**PROBLEM TO WORK ON**. Output all the data exactly. Pictures do not belong in the copy.

Data items
========================================

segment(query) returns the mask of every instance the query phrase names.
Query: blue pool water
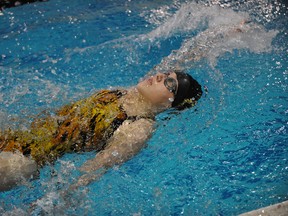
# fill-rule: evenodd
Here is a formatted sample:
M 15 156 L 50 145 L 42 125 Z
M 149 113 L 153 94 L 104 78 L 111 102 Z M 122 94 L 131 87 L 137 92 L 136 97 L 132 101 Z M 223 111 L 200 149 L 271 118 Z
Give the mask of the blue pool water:
M 99 181 L 63 200 L 95 155 L 67 154 L 1 192 L 0 214 L 237 215 L 287 200 L 287 7 L 269 2 L 50 0 L 4 10 L 1 129 L 133 86 L 154 66 L 184 68 L 206 91 L 195 108 L 159 115 L 147 148 Z M 248 19 L 257 27 L 233 31 Z M 191 61 L 197 46 L 204 58 Z

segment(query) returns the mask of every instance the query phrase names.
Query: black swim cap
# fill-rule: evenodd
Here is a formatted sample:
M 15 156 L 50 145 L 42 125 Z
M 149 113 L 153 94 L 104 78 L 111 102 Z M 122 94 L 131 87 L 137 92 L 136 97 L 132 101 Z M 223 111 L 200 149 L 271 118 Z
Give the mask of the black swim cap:
M 201 85 L 189 74 L 183 71 L 174 71 L 178 80 L 178 90 L 172 107 L 178 110 L 192 107 L 202 95 Z

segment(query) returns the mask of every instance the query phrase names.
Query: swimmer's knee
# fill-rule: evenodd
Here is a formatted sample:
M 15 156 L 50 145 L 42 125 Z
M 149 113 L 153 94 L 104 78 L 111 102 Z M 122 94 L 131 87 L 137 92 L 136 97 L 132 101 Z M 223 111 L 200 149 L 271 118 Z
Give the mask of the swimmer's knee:
M 0 153 L 0 191 L 24 184 L 38 175 L 35 161 L 20 153 Z

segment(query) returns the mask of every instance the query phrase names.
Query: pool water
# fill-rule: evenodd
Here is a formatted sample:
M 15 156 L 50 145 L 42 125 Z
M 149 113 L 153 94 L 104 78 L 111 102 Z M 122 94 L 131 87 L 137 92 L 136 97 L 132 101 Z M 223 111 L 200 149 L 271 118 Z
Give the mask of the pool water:
M 257 27 L 233 31 L 243 20 Z M 185 69 L 205 94 L 193 109 L 159 115 L 147 148 L 99 181 L 63 199 L 95 155 L 66 154 L 1 192 L 0 214 L 237 215 L 287 200 L 287 21 L 287 6 L 268 0 L 50 0 L 4 10 L 1 129 L 133 86 L 154 67 Z M 197 46 L 203 58 L 192 61 Z

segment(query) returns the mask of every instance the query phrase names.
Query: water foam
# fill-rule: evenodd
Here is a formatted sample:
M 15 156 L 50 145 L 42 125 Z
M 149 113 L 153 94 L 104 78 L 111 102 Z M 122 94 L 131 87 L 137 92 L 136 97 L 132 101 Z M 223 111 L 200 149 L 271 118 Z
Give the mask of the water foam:
M 254 53 L 272 50 L 272 40 L 278 31 L 266 31 L 254 23 L 221 25 L 209 28 L 196 37 L 186 40 L 179 50 L 172 52 L 158 66 L 162 70 L 170 68 L 187 69 L 203 58 L 215 66 L 217 58 L 226 52 L 249 50 Z
M 231 19 L 233 18 L 233 19 Z M 158 38 L 168 38 L 177 33 L 189 33 L 208 23 L 213 28 L 219 25 L 233 25 L 248 19 L 248 13 L 234 12 L 219 6 L 205 6 L 197 3 L 183 4 L 176 13 L 167 18 L 156 29 L 143 35 L 142 39 L 154 41 Z
M 203 58 L 207 58 L 210 65 L 214 66 L 219 56 L 235 49 L 268 52 L 272 50 L 272 40 L 278 33 L 277 30 L 268 31 L 263 25 L 252 22 L 247 12 L 236 12 L 218 5 L 189 3 L 183 4 L 174 16 L 140 38 L 153 43 L 199 29 L 195 37 L 187 38 L 156 69 L 187 69 Z
M 195 12 L 199 12 L 200 16 L 207 16 L 209 10 L 207 10 L 207 8 L 217 6 L 218 8 L 225 10 L 231 9 L 238 12 L 242 11 L 249 13 L 249 16 L 253 18 L 253 20 L 265 24 L 276 20 L 282 15 L 285 16 L 287 13 L 287 6 L 279 0 L 199 0 L 197 3 L 191 3 L 189 1 L 184 2 L 186 3 L 183 4 L 183 1 L 174 0 L 169 6 L 162 5 L 157 9 L 144 11 L 141 13 L 141 16 L 150 24 L 159 26 L 163 24 L 163 22 L 173 20 L 173 18 L 171 18 L 173 16 L 173 11 L 184 9 L 184 5 L 186 5 L 186 8 L 188 8 L 191 13 L 195 14 Z M 214 12 L 212 11 L 212 15 L 213 13 Z M 179 15 L 179 17 L 181 17 L 181 15 Z

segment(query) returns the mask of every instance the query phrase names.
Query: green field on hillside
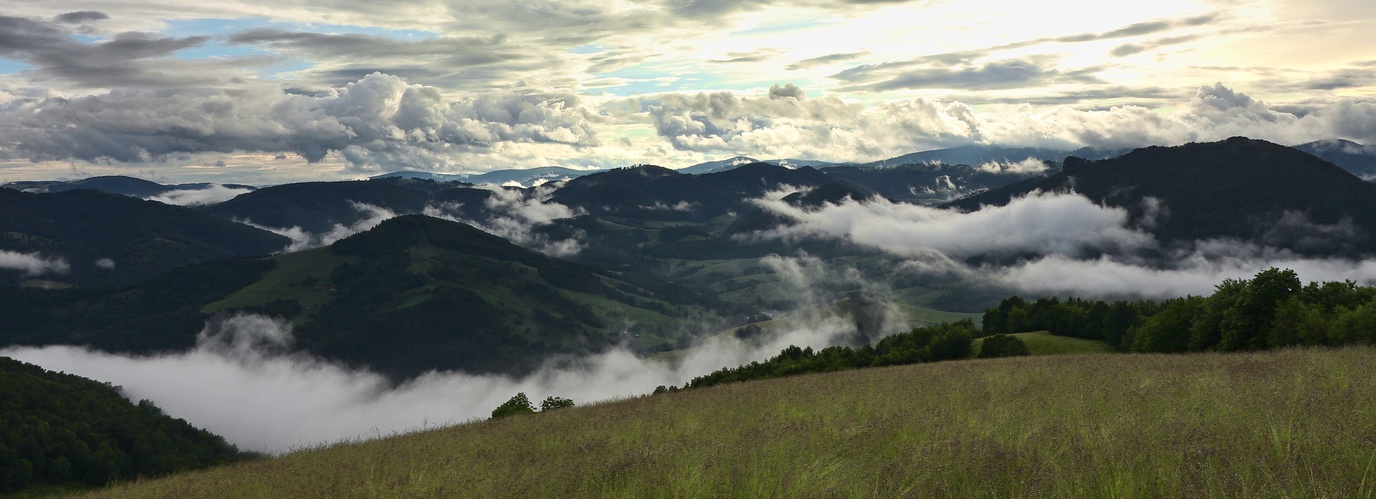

========================================

**TASK OUTPUT**.
segment(query) returns the mask of every instance the query phrase names.
Query: blue pool water
# fill-rule: evenodd
Here is a formatted sample:
M 15 156 L 50 145 L 42 125 Z
M 149 113 L 153 94 L 104 78 L 111 102 Z M 122 94 L 131 87 L 137 92 L 136 97 L 132 101 Z M 223 111 L 200 149 L 271 118 Z
Give the mask of the blue pool water:
M 99 181 L 63 200 L 95 155 L 67 154 L 1 192 L 0 214 L 237 215 L 287 200 L 287 7 L 269 2 L 50 0 L 4 10 L 1 129 L 133 86 L 154 66 L 184 68 L 206 91 L 195 108 L 159 115 L 147 148 Z M 248 19 L 257 27 L 233 31 Z M 191 61 L 197 46 L 204 58 Z

segment(query) returns the mask of every instance the query phrase names.
Query: black swim cap
# fill-rule: evenodd
Here is a formatted sample:
M 15 156 L 50 145 L 42 125 Z
M 149 113 L 153 94 L 104 78 L 111 102 Z M 122 94 L 131 87 L 137 92 L 136 97 L 132 101 Z M 223 111 L 200 149 L 271 118 Z
Give the mask of the black swim cap:
M 201 85 L 189 74 L 183 71 L 174 71 L 178 80 L 178 90 L 172 107 L 178 110 L 192 107 L 202 95 Z

segment(query) returns the mask of every instance the query phrase names.
Query: swimmer's knee
# fill-rule: evenodd
Here is a formatted sample:
M 15 156 L 50 145 L 42 125 Z
M 149 113 L 153 94 L 104 78 L 111 102 Z M 122 94 L 131 87 L 137 92 L 136 97 L 132 101 Z M 223 111 L 200 149 L 271 118 Z
Give the mask of the swimmer's knee:
M 0 153 L 0 191 L 24 184 L 38 175 L 35 161 L 20 153 Z

segment(query) returns the mask of every instance the query phrase names.
Query: pool water
# fill-rule: evenodd
Here is a formatted sample:
M 15 156 L 50 145 L 42 125 Z
M 149 113 L 153 94 L 104 78 L 111 102 Z M 122 94 L 131 87 L 137 92 L 136 97 L 132 101 Z M 223 111 L 200 149 L 271 118 Z
Give the mask of the pool water:
M 257 27 L 233 31 L 243 20 Z M 185 69 L 205 94 L 193 109 L 159 115 L 147 148 L 99 181 L 63 199 L 95 155 L 66 154 L 1 192 L 0 214 L 237 215 L 287 200 L 287 21 L 287 6 L 268 0 L 50 0 L 4 10 L 1 129 L 133 86 L 154 67 Z M 197 46 L 203 58 L 192 61 Z

segment(query) returns the mask of every instance the query phrase names.
Query: water foam
# fill-rule: evenodd
Here is a formatted sample:
M 15 156 L 50 145 L 42 125 Z
M 149 113 L 153 94 L 104 78 L 111 102 Z M 122 94 L 131 87 L 137 92 L 136 97 L 132 101 Z M 223 111 L 200 149 L 271 118 Z
Give the mask of the water foam:
M 254 53 L 272 50 L 272 40 L 278 31 L 266 31 L 254 23 L 221 25 L 209 28 L 196 37 L 186 40 L 179 50 L 172 52 L 158 66 L 162 70 L 170 68 L 187 69 L 203 58 L 215 66 L 217 58 L 226 52 L 249 50 Z
M 231 19 L 233 18 L 233 19 Z M 158 38 L 168 38 L 177 33 L 189 33 L 208 23 L 213 28 L 219 25 L 233 25 L 248 19 L 248 13 L 234 12 L 219 6 L 205 6 L 197 3 L 183 4 L 176 13 L 167 18 L 156 29 L 143 35 L 142 39 L 154 41 Z
M 203 58 L 207 58 L 210 65 L 214 66 L 219 56 L 235 49 L 268 52 L 272 50 L 272 40 L 278 33 L 277 30 L 268 31 L 263 25 L 252 22 L 247 12 L 236 12 L 218 5 L 189 3 L 183 4 L 174 16 L 140 38 L 153 43 L 199 29 L 195 37 L 187 38 L 156 69 L 187 69 Z
M 195 12 L 199 12 L 200 16 L 207 16 L 209 10 L 207 10 L 207 8 L 217 6 L 218 8 L 225 10 L 231 9 L 238 12 L 242 11 L 249 13 L 249 16 L 253 18 L 253 20 L 265 24 L 276 20 L 282 15 L 285 16 L 287 13 L 287 6 L 279 0 L 199 0 L 197 3 L 191 3 L 189 1 L 184 2 L 186 3 L 183 4 L 183 1 L 174 0 L 169 6 L 162 5 L 157 9 L 144 11 L 141 13 L 141 16 L 150 24 L 159 26 L 163 24 L 163 22 L 173 20 L 173 18 L 171 18 L 173 16 L 173 11 L 184 9 L 184 5 L 186 5 L 186 8 L 188 8 L 191 13 L 195 14 Z M 214 12 L 212 11 L 212 15 L 213 13 Z M 179 15 L 179 17 L 181 17 L 181 15 Z

segment(query) returns the mask of every instance the query phrase names.
Query: green field on hillside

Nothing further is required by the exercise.